* START Task data *

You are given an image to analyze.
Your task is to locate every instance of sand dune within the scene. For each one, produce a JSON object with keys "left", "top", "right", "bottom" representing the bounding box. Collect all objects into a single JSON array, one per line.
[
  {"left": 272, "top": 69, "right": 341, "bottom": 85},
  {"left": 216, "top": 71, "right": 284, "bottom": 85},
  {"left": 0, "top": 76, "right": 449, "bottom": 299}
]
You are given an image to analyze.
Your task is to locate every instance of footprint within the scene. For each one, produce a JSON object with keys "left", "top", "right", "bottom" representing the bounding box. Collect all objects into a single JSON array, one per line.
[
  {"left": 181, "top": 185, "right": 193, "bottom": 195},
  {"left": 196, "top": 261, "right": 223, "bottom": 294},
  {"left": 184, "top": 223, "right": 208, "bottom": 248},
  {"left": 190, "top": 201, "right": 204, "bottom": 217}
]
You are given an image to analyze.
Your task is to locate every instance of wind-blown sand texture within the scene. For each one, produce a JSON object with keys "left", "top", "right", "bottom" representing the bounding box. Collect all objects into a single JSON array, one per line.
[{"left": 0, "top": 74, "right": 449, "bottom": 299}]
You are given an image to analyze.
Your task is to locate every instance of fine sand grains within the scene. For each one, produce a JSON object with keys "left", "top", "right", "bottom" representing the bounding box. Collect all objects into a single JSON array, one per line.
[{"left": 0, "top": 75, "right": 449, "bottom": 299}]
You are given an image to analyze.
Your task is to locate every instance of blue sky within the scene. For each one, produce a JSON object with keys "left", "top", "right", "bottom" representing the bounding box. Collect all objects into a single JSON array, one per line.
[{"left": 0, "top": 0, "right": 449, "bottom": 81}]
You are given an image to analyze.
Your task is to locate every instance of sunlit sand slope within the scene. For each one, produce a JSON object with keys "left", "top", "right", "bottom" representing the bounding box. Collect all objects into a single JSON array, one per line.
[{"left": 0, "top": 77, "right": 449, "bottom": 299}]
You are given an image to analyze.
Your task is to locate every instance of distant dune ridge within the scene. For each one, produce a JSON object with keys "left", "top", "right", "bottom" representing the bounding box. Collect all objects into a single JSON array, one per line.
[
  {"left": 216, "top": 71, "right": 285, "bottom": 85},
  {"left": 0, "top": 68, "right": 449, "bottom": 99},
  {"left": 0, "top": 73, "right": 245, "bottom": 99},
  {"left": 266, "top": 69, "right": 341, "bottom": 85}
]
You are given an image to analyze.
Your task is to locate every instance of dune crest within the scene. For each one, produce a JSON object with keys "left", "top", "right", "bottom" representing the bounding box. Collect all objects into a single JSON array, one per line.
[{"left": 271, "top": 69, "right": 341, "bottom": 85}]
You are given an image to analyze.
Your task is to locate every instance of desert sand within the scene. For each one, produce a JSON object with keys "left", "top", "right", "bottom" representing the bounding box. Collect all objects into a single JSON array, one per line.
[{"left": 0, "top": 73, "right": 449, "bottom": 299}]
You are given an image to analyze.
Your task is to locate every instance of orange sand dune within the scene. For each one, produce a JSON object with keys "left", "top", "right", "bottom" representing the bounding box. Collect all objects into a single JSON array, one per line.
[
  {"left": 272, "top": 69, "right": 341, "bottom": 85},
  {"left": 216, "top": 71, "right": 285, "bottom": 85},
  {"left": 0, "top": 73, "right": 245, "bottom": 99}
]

* END Task data *

Requirement:
State how many lines in the rows above contain the string "sand", and reply with that number alone.

Result:
6